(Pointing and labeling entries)
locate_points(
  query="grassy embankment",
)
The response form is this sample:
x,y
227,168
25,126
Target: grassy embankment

= What to do =
Rewrite the rows above as a numbered list, leaving out any blank lines.

= Reply =
1. locate_points(
2.   query="grassy embankment",
3. )
4. The response form is this sample:
5. x,y
6. 227,168
7. 25,126
8. Target: grassy embankment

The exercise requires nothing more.